◆ Recorded information
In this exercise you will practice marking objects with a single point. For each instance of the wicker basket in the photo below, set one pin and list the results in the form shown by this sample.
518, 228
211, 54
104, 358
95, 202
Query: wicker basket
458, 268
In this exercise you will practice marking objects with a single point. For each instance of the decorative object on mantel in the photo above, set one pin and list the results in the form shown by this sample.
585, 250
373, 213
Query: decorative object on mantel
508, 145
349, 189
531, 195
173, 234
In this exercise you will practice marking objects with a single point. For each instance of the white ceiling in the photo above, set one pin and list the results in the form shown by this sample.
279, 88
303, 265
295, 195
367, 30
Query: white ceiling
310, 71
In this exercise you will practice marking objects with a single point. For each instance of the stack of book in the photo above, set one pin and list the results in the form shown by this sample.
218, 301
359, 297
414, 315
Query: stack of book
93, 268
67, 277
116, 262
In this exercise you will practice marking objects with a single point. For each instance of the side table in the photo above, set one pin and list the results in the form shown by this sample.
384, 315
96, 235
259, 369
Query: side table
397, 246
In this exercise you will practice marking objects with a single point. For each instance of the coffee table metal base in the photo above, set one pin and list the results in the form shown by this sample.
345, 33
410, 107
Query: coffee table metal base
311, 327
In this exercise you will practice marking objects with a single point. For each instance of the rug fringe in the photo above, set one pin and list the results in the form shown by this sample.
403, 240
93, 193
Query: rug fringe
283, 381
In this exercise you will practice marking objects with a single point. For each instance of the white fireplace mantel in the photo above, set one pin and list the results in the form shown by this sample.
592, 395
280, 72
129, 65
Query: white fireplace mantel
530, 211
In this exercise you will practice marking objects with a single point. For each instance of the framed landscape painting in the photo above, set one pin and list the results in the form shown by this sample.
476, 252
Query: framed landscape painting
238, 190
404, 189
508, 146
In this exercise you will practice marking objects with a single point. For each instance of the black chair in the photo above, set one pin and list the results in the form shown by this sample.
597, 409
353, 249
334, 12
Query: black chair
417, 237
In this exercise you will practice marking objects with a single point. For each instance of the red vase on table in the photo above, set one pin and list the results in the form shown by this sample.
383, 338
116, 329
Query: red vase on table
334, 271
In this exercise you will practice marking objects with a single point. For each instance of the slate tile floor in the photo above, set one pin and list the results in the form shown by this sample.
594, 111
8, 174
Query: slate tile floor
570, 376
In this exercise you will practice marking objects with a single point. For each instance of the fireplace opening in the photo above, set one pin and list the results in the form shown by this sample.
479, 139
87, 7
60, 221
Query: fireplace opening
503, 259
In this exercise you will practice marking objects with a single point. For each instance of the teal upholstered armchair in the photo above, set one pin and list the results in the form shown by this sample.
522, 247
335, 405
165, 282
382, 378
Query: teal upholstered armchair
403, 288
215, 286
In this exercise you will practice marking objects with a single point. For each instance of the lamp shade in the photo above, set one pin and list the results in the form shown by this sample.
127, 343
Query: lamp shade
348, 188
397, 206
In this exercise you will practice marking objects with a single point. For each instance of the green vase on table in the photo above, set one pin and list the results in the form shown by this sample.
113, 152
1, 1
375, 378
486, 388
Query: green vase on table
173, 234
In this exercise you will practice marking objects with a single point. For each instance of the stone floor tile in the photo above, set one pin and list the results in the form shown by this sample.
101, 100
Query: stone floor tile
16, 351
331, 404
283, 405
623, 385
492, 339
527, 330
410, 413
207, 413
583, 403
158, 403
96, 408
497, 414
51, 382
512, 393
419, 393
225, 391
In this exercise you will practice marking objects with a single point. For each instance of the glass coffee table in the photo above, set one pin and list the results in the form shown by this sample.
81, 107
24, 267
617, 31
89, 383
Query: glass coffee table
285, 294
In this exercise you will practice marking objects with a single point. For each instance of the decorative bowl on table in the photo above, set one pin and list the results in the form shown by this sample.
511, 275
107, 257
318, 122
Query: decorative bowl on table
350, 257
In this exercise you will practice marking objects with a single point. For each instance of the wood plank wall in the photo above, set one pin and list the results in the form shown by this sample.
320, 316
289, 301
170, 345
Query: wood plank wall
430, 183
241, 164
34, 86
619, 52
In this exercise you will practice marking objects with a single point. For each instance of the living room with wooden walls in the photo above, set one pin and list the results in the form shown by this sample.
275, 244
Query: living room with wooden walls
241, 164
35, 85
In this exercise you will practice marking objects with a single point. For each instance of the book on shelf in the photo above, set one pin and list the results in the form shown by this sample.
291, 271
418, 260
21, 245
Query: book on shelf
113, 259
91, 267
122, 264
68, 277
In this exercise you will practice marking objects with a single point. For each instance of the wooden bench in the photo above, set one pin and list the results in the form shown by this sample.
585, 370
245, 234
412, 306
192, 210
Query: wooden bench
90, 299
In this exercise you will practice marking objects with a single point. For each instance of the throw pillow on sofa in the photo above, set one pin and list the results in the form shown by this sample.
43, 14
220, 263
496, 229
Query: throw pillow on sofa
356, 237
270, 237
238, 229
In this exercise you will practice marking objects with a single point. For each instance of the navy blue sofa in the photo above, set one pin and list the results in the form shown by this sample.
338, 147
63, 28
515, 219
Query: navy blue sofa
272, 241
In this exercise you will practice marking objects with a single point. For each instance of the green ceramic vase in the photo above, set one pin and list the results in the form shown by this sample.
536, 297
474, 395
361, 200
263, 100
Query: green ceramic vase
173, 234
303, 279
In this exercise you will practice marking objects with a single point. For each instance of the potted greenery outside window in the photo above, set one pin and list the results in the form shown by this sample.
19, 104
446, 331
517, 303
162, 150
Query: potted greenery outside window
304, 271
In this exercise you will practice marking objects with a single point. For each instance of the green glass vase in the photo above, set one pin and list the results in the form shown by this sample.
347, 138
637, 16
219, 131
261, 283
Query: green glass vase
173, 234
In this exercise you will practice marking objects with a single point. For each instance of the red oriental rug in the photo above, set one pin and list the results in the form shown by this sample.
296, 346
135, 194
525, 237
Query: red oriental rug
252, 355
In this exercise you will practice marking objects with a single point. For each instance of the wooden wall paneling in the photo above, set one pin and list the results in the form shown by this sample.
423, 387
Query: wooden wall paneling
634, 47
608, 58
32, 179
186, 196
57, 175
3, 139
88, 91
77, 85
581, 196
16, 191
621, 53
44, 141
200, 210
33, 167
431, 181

◆ Work to be completed
Word for word, write out the entire listing once more.

◆ Response box
In this exercise you will practice marking objects with a single point. For each instance of the wicker basket in the photo below, set one pin and list the results in the form shown by this sample.
518, 228
211, 54
104, 358
95, 202
Query: wicker basket
458, 268
In this exercise you will practice marking objects with a single point. For each instance of the decorative object on mantel in the photo above, set one pin and list the results in the form shown by this sample.
585, 250
373, 213
Query: decorative object on mantel
508, 145
349, 189
531, 195
173, 234
In this exercise you will practice marking objects with a single point. For each instance of the white ceiling in the photo above, set one pin and list the results in the form shown by this sample.
279, 88
303, 265
295, 195
367, 30
Query: white ceiling
310, 71
In this exercise you will practice marking objects with a single point. For each instance of the stack of book in the photo above, set one pin and list the results in the form shown by this sample.
218, 301
359, 297
414, 315
Query: stack of book
93, 268
67, 277
116, 262
In this exercise you will practice marking objects with a single point. For each instance of the side table in the photo above, set one pin and list the results in the form shown by this sample.
384, 315
96, 235
259, 369
Query: side table
397, 246
In this exercise you will practice marking objects with a single point. For each instance of the coffee table metal base in the photo above, set one pin and list the results in the form shown by this sample.
345, 33
410, 107
Query: coffee table metal base
311, 327
In this exercise you will practice marking objects with a single point. For each instance of the rug fringe in the photo above, set one pin and list the results in the form shown by this sample.
403, 240
93, 193
Query: rug fringe
283, 381
In this exercise you will practice marking objects with a single point. For each instance of the white fireplace mantel in the photo above, set one pin and list the results in the form shown by this sample.
592, 395
280, 72
129, 65
Query: white fireplace mantel
530, 211
In this exercise you will practice marking objects with a single point. For each instance of the framed landscape painting in the photo above, set one pin and list the results in the form shown by this sample.
476, 252
Query: framed landscape painting
238, 190
404, 189
508, 146
In this exercise you will practice marking objects with a single point. For each instance of the black chair in the photo above, set one pin and list the results in the form shown by this sample.
597, 409
353, 249
334, 12
Query: black chair
417, 237
In this exercise you will practice marking objects with a single point. For each instance of the red vase on table in the photo above, set one pin and list the results in the form shown by this sample.
383, 338
116, 329
Query: red vase on table
334, 271
In this exercise you will practice marking objects with a single point. For each instance of the slate tile floor in the photo above, set one pin and list the results in the form shown by this sample.
594, 111
8, 174
Query: slate tile floor
570, 376
In this exercise you will practice marking objects with a single point. For each instance of the fireplace opening in the photo above, set one pin and list the results in the form shown by this sample.
479, 139
87, 7
60, 221
Query: fireplace opening
503, 259
In this exercise you will practice marking objects with a single point. For each instance of the teal upholstered armchair in the photo above, set one pin and list the results in the form shown by this sample.
522, 247
335, 405
165, 282
382, 378
Query: teal upholstered armchair
403, 288
215, 286
In this exercise you will practice marking objects with a single point. For each instance of the lamp shade in the photo above, set one pin and list the results in the form shown by this sample.
127, 343
Query: lamp shade
348, 188
397, 206
In this exercise you will practice marking objects with a single point. For each instance of the green vase on table in the photo above, set one pin and list the results in the form shown by this sample.
113, 152
1, 1
375, 378
486, 388
Query: green vase on table
173, 234
In this exercise you will practice marking objects with a single point. For each instance of the stone floor tile in the photo above, set one pin and list the results in the form shown by this sample.
101, 100
Query: stone floor tile
16, 351
331, 404
283, 405
623, 385
492, 339
527, 330
410, 413
207, 413
583, 403
158, 403
96, 408
497, 414
51, 382
512, 393
419, 393
225, 391
In this exercise you will practice marking objects with a single point. For each instance of the glass coffee table in the photo above, set one pin and list the results in the form shown by this sample.
81, 107
24, 267
617, 31
89, 383
Query: glass coffee table
285, 294
In this exercise you will practice marking objects with a single point. For each instance of the decorative bowl on table in the photo above, set one pin and list the results in the form shown by this sample.
511, 275
107, 257
318, 122
Query: decorative bowl on table
350, 257
In this exercise you will practice marking objects with a single point. For each instance of the wood plank wall in the photo above, set one pin and list the results in the form shown by this sample.
320, 316
289, 301
170, 345
Query: wood plank wall
430, 183
241, 164
34, 86
619, 52
In this exercise you will practice marking objects with a single point. For each instance of the living room with wooden walls in the photo above, set one pin and list the results in the form shown by this sample.
275, 244
Query: living room with wooden walls
241, 164
35, 85
In this exercise you will practice marking objects with a single point. For each instance of the book on shelf in the photo above, set one pin and list the results in the form shown by this sample.
291, 271
418, 260
21, 245
Query: book on shelf
113, 259
91, 267
122, 264
68, 277
In this exercise you will practice marking objects with a single point. For each instance of the wooden bench in the photo above, set one pin and list the results in the form shown by this sample.
585, 370
245, 234
412, 306
192, 210
Query: wooden bench
90, 299
In this exercise you will practice marking objects with a single point. For each instance of the throw pillow on sofa in the photo above, set one pin and list the results in the form shown by this sample.
43, 14
220, 263
496, 229
Query: throw pillow on sofa
356, 237
270, 237
238, 229
In this exercise you will practice marking objects with a single point. For each instance of the navy blue sofa in the photo above, set one pin and list the results in the form shown by this sample.
338, 147
63, 28
515, 219
Query: navy blue sofa
272, 241
In this exercise you will practice marking objects with a single point. For each instance of the green ceramic vase in the photo above, set one pin and list the results in the form shown by this sample.
536, 297
474, 395
361, 200
263, 100
Query: green ceramic vase
173, 234
303, 279
In this exercise you will practice marking objects with a single point. For each instance of the potted greenery outside window in the photo above, set one pin and list the results in the form shown by this sample.
19, 104
446, 331
517, 303
162, 150
Query: potted greenery outside window
304, 271
In this exercise you will practice marking objects with a single point. For each instance of the green glass vase in the photo above, set one pin and list the results in the form shown by this sample.
347, 138
637, 16
219, 131
261, 283
Query: green glass vase
173, 234
In this exercise you will practice marking objects with a single point. For each instance of the red oriental rug in the photo above, set one pin and list the results in the form shown by this sample.
296, 346
135, 194
525, 237
Query: red oriental rug
252, 355
In this exercise you will practice marking objects with a single point. For each instance of the wooden wall paneling in the photo above, set one pin and list the results in the form shown by this sample.
423, 387
Query: wooden wall paneling
634, 47
608, 58
32, 179
186, 196
57, 175
3, 139
88, 91
77, 85
581, 196
16, 191
621, 53
44, 141
200, 210
33, 167
431, 181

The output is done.